● OBJECTIVE 1
Count the lines of the records below that contain the word "shelf", where case counts, and give only the number.

● SELECTED EXCERPT
Begin

Now, for training and testing, we will need to define transforms on which the input data will be processed before feeding it to the network. For this, we will make use of the argumentation library in Pytorch which provides efficient transforms for both image and bounding boxes.

Python3

# Transform for training 
train_transform = A.Compose( 
    [ 
        # Rescale an image so that maximum side is equal to image_size 
        A.LongestMaxSize(max_size=image_size), 
        # Pad remaining areas with zeros 
        A.PadIfNeeded( 
            min_height=image_size, min_width=image_size, border_mode=cv2.BORDER_CONSTANT 
        ), 
        # Random color jittering 
        A.ColorJitter( 
            brightness=0.5, contrast=0.5, 
            saturation=0.5, hue=0.5, p=0.5
        ), 
        # Flip the image horizontally 
        A.HorizontalFlip(p=0.5), 
        # Normalize the image 
        A.Normalize( 
            mean=[0, 0, 0], std=[1, 1, 1], max_pixel_value=255
        ), 
        # Convert the image to PyTorch tensor 
        ToTensorV2() 
    ],  
    # Augmentation for bounding boxes 
    bbox_params=A.BboxParams( 
                    format="yolo",  
                    min_visibility=0.4,  
                    label_fields=[] 
                ) 
) 
  
# Transform for testing 
test_transform = A.Compose( 
    [ 
        # Rescale an image so that maximum side is equal to image_size 
        A.LongestMaxSize(max_size=image_size), 
        # Pad remaining areas with zeros 
        A.PadIfNeeded( 
            min_height=image_size, min_width=image_size, border_mode=cv2.BORDER_CONSTANT 
        ), 
        # Normalize the image 
        A.Normalize( 
            mean=[0, 0, 0], std=[1, 1, 1], max_pixel_value=255
        ), 
        # Convert the image to PyTorch tensor 
        ToTensorV2() 
    ], 
    # Augmentation for bounding boxes  
    bbox_params=A.BboxParams( 
                    format="yolo",  
                    min_visibility=0.4,  
                    label_fields=[] 
                ) 
)

Load the dataset

Now, let us take a sample image and display it with labels.

Python3

# Creating a dataset object 
dataset = Dataset( 
    csv_file="train.csv", 
    image_dir="images/", 
    label_dir="labels/", 
    grid_sizes=[13, 26, 52], 
    anchors=ANCHORS, 
    transform=test_transform 
) 
  
# Creating a dataloader object 
loader = torch.utils.data.DataLoader( 
    dataset=dataset, 
    batch_size=1, 
    shuffle=True, 
)

End

● OBJECTIVE 2
List, in order, each transform that the excerpt on data transforms and loading puts inside the square-bracketed list given to train_transform.

● TASK MATERIAL
Begin

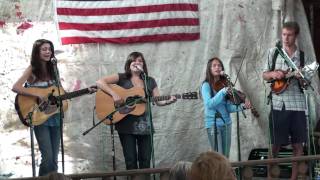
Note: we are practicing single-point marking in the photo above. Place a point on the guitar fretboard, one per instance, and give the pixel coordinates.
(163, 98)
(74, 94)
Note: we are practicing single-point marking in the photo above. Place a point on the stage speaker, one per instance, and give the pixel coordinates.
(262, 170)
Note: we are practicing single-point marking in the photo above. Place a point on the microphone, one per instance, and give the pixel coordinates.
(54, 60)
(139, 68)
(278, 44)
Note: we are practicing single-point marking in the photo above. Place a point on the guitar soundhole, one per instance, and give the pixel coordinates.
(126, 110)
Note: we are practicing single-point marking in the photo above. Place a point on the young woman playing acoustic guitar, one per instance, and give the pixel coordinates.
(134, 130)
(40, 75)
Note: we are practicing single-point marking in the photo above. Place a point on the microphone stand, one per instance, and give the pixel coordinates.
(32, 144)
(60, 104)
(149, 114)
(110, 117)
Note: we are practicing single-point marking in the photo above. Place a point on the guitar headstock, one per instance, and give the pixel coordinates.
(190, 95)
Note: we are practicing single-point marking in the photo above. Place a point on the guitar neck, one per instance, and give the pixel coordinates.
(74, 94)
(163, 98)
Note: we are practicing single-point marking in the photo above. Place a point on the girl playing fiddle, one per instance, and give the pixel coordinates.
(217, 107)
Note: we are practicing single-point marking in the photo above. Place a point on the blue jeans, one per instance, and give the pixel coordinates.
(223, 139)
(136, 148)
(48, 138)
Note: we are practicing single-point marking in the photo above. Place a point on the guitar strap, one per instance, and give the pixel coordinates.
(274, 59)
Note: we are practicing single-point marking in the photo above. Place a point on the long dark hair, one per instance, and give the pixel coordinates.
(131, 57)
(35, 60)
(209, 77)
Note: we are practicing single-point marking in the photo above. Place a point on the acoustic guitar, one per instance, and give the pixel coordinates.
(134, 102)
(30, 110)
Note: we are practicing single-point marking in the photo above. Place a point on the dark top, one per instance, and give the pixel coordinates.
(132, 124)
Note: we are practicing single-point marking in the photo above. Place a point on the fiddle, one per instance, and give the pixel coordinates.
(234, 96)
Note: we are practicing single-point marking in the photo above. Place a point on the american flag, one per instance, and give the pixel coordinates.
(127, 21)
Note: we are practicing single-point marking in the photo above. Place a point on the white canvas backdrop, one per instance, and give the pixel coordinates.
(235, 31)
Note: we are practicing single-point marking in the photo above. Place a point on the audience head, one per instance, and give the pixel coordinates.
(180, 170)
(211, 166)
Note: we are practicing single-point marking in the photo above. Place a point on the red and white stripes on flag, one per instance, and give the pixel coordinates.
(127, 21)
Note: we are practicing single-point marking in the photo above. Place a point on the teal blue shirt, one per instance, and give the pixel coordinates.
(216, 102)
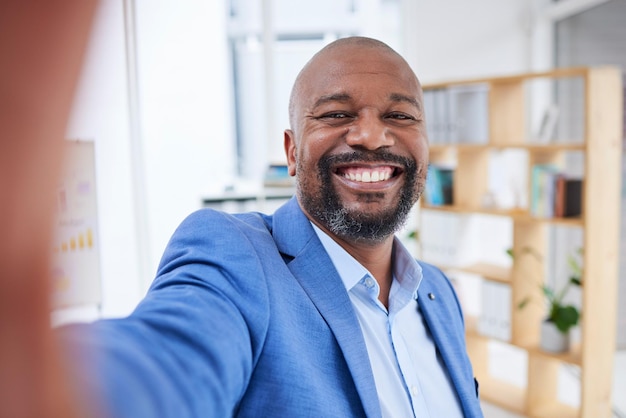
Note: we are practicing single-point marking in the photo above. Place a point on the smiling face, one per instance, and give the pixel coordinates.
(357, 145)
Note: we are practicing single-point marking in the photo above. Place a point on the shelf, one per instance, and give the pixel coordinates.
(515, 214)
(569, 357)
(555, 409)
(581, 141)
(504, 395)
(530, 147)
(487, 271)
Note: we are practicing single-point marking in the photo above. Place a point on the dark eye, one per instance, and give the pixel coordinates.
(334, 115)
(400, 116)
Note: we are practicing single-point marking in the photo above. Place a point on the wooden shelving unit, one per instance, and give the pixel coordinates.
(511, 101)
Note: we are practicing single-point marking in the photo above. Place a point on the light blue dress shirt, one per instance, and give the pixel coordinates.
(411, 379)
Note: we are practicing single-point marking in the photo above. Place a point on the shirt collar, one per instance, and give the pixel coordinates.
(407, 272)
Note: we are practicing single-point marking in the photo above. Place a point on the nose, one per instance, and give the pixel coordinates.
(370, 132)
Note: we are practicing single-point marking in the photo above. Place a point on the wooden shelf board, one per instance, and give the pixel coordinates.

End

● FULL SOLUTION 1
2

● FULL SOLUTION 2
A.LongestMaxSize
A.PadIfNeeded
A.ColorJitter
A.HorizontalFlip
A.Normalize
ToTensorV2